→ Document excerpt
***

# Quilt on Little House on the Prairie



## dollmaker (Jun 24, 2010)

I saw a quilt pattern on the show that I have not seen before.

It was quite simple....grey squares 4"-6" framed in colorful strips and then connected without any dividing strips, just the colorful strips against each other.

Does anyone know the name of the pattern?


----------



## dollmaker (Jun 24, 2010)

74 views and not even one single comment? How sad.


----------



## KnowOneSpecial (Sep 12, 2010)

I think we were all hoping that you were going to show off a quilt you did on LHOTP!


----------



## ginnie5 (Jul 15, 2003)

what episode was it from?


----------



## cc (Jun 4, 2006)

I am just trying to picture it!


----------



## ErinP (Aug 23, 2007)

KnowOneSpecial said:


> I think we were all hoping that you were going to show off a quilt you did on LHOTP!


That was my view. lol And subsequent ones have been in hopes someone has a clue what you're thinking of.


----------



## TJN66 (Aug 29, 2004)

I dont have any idea but I cant wait to see who knows!


----------



## GrannyG (Mar 26, 2005)

This is the only quilt pattern I could find at the site...lots of clothes patterns ...only one quilt

http://lauraingallswilderhome.com/?page_id=129

http://www.trinityquilts.com/item.php?item_id=6962&category_id=10

http://www.hoover.archives.gov/LIW/9patch/activities_9patchquilt.html
has a download for the nine patch


----------



## GrannyG (Mar 26, 2005)

***

→ Required actions
#1 Name every distinct username that heads a post in the forum thread about the quilt seen on Little House on the Prairie, listing each name once.
#2 Extend the forum thread about the quilt on Little House on the Prairie, picking up right after its final line.

→ Data rows
***

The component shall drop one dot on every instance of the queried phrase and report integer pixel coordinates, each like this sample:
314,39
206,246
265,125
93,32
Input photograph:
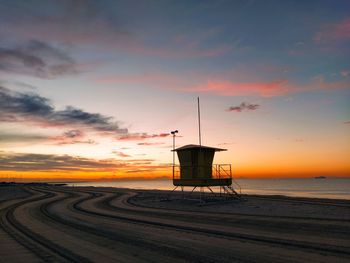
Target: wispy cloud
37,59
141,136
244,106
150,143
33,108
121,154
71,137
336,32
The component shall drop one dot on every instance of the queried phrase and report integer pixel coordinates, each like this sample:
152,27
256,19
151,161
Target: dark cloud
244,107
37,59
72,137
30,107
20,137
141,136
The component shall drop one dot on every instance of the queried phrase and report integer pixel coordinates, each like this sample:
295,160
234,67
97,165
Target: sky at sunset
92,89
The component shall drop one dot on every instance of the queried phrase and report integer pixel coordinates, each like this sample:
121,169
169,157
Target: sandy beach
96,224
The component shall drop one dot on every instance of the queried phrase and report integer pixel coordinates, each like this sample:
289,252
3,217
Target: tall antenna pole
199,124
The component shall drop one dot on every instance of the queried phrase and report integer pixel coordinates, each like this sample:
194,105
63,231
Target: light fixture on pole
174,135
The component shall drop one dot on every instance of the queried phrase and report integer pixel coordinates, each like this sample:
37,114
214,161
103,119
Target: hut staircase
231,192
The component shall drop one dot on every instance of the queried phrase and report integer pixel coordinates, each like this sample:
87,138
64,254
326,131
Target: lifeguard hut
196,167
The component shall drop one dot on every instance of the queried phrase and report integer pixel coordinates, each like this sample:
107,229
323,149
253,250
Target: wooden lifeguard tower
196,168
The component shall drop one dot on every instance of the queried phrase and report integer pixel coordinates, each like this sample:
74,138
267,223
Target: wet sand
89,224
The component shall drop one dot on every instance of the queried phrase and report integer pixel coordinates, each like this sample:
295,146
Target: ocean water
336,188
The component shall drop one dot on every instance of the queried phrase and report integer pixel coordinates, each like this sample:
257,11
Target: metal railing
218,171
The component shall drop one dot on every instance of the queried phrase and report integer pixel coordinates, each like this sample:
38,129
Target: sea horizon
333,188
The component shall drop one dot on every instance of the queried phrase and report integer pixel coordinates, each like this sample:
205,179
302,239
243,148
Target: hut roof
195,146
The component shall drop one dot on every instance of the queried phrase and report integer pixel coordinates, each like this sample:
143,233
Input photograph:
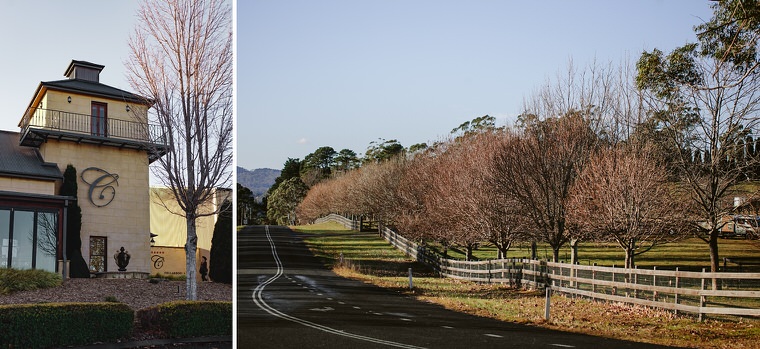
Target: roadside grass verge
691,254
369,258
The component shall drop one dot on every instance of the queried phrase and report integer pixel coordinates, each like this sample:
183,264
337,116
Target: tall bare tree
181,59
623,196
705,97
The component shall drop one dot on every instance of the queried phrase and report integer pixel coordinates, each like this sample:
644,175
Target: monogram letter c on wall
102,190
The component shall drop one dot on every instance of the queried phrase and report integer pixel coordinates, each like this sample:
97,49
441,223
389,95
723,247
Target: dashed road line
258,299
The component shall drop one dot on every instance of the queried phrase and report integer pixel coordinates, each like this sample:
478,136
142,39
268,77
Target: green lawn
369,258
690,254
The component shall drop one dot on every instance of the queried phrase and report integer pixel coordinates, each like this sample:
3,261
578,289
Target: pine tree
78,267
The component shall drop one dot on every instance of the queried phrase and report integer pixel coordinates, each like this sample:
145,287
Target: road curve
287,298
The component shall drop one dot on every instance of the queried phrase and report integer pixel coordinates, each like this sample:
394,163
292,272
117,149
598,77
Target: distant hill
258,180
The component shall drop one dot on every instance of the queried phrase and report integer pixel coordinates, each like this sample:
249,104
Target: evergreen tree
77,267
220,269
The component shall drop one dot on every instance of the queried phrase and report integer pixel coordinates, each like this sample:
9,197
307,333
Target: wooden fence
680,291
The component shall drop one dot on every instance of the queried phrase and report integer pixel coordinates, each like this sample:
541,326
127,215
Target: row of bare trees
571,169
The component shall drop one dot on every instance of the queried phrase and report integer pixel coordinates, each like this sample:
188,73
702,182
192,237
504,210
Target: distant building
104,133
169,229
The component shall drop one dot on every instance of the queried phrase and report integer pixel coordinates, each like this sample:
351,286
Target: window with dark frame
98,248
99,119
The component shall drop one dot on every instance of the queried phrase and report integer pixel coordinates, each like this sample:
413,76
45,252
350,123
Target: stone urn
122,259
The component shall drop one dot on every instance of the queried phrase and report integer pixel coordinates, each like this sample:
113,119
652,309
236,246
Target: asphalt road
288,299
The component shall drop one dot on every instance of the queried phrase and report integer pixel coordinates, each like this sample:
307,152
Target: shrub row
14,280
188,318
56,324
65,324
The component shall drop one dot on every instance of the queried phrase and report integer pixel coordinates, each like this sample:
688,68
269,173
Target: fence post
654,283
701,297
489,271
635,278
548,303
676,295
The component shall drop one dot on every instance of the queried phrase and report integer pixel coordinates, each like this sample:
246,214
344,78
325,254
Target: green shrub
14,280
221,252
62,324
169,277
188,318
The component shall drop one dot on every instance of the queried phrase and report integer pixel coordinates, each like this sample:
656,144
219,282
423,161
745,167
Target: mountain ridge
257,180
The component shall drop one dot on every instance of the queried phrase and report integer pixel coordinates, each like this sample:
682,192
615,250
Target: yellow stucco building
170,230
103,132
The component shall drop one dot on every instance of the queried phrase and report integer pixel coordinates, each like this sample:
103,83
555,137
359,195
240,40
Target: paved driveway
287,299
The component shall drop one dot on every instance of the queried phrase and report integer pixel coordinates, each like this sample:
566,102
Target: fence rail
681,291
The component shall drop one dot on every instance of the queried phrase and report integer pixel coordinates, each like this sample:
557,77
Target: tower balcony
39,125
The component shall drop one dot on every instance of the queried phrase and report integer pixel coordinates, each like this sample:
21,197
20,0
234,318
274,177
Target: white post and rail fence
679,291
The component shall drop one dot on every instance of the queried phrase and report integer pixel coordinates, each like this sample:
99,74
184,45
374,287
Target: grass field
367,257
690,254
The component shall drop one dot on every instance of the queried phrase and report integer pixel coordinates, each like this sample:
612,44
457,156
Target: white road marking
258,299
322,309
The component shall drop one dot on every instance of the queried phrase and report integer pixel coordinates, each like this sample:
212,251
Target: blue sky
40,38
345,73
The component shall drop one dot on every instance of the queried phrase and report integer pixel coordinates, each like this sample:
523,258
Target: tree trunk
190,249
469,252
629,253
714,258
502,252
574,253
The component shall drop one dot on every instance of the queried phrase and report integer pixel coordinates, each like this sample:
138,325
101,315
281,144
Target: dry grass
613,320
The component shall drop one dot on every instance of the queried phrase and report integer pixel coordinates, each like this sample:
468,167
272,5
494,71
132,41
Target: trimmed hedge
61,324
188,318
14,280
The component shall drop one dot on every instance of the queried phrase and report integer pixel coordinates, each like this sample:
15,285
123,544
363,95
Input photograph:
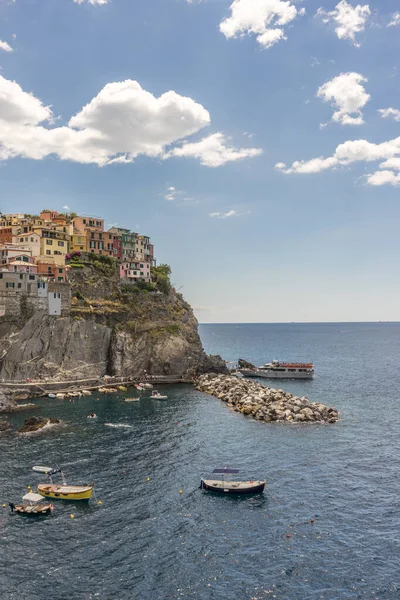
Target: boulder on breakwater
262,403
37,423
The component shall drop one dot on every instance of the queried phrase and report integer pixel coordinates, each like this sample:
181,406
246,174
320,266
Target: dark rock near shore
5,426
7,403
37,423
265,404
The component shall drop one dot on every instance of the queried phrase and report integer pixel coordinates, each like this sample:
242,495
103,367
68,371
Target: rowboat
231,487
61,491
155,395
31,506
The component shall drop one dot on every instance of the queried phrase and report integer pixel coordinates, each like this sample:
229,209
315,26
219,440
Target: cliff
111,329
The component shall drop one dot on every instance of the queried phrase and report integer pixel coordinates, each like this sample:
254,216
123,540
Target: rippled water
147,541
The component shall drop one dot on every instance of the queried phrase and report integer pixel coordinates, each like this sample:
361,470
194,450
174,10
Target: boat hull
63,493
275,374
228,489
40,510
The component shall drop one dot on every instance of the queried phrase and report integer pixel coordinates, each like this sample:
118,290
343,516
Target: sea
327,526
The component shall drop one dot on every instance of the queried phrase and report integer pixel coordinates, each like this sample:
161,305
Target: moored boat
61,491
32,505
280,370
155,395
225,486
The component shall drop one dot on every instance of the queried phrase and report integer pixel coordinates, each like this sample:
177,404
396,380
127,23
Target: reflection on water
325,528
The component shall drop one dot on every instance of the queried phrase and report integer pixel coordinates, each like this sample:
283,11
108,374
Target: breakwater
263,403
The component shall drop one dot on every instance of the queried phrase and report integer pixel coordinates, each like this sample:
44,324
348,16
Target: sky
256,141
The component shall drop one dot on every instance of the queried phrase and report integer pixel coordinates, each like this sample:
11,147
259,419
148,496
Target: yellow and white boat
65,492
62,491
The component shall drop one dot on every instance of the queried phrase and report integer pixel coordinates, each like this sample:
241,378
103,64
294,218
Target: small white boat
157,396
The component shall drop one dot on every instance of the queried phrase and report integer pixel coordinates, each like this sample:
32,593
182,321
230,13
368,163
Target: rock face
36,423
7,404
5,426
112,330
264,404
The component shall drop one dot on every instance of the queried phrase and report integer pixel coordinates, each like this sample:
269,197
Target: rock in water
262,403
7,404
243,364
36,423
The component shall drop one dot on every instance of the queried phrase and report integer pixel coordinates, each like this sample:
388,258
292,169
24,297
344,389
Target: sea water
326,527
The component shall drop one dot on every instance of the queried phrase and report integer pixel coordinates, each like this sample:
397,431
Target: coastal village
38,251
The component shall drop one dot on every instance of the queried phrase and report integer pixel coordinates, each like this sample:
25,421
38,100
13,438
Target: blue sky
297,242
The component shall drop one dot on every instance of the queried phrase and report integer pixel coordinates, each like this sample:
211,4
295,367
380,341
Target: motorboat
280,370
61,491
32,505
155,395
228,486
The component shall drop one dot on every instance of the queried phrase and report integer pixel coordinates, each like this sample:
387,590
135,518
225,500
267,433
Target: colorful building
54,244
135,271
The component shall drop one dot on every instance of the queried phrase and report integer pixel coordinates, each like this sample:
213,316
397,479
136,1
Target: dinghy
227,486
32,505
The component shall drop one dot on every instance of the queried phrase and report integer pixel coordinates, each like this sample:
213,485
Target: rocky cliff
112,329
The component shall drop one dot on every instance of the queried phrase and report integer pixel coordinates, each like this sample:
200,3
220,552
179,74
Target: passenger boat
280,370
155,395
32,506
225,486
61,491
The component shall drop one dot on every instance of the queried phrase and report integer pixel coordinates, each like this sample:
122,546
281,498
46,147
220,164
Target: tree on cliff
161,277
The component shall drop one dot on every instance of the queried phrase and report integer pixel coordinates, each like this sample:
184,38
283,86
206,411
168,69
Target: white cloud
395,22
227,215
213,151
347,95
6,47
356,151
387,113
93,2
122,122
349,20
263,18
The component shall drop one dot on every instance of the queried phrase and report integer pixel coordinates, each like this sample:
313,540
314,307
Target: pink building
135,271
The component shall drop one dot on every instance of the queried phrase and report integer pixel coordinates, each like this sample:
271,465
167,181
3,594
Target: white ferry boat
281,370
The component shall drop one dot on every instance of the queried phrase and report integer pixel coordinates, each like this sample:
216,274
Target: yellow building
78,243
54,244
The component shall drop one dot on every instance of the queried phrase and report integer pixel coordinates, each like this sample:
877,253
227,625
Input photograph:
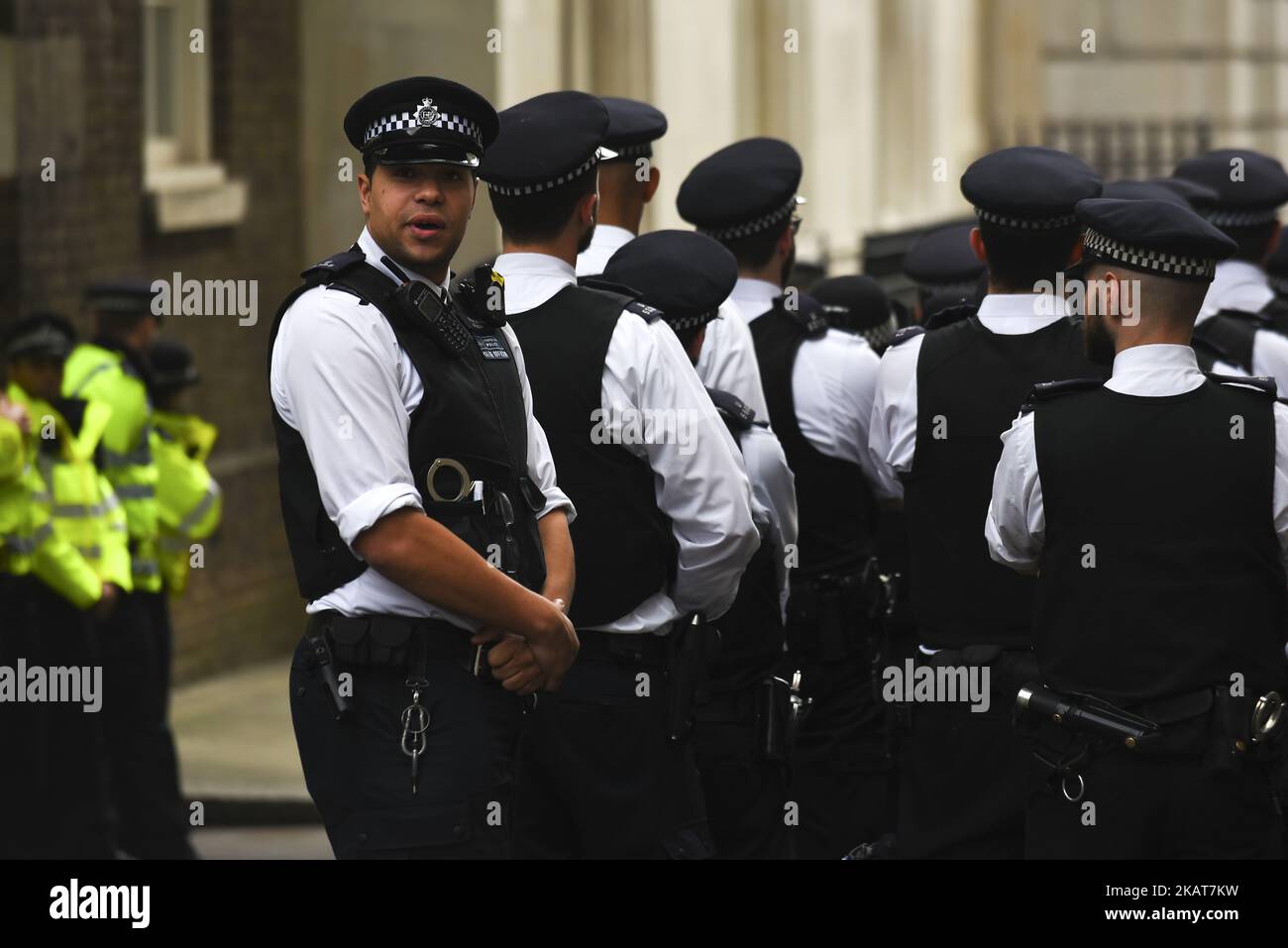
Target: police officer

***

→ Expected outputs
#1 dollmaker, KnowOneSpecial, ginnie5, cc, ErinP, TJN66, GrannyG

#2
Maybe this is what you mean....
http://www.allpeoplequilt.com/projects-ideas/bed-quilts/making-a-bed_ss1.html


----------



## AngieM2 (May 10, 2002)

It sounds almost like a modified log cabin pattern with a fairly large center piece.

I looked in my Laura Ingalls Wilder country cookbook. Didn't see it there.


----------



## AngieM2 (May 10, 2002)

http://www.quilterscache.com/F/FourPatchVariationBlock.html

I'm looking in Quilter's Cache to see if I see something that could be what you saw. Above is the first that sounds somewhat like what you described.


----------



## AngieM2 (May 10, 2002)

http://www.quilterscache.com/F/FourPointBlock.html

Another possibility


----------



## Terri in WV (May 10, 2002)

Sounds like it might be a framed square.


----------



## AngieM2 (May 10, 2002)

http://www.quilterscache.com/images56/karlenesFramedFourPatch.jpg

http://www.quilterscache.com/F/FramedFourPatchBlock.html


----------



## Dandish (Feb 8, 2007)

Did it look something like this would put together? 










If so, here's the link to instructions - scroll down the page a little bit...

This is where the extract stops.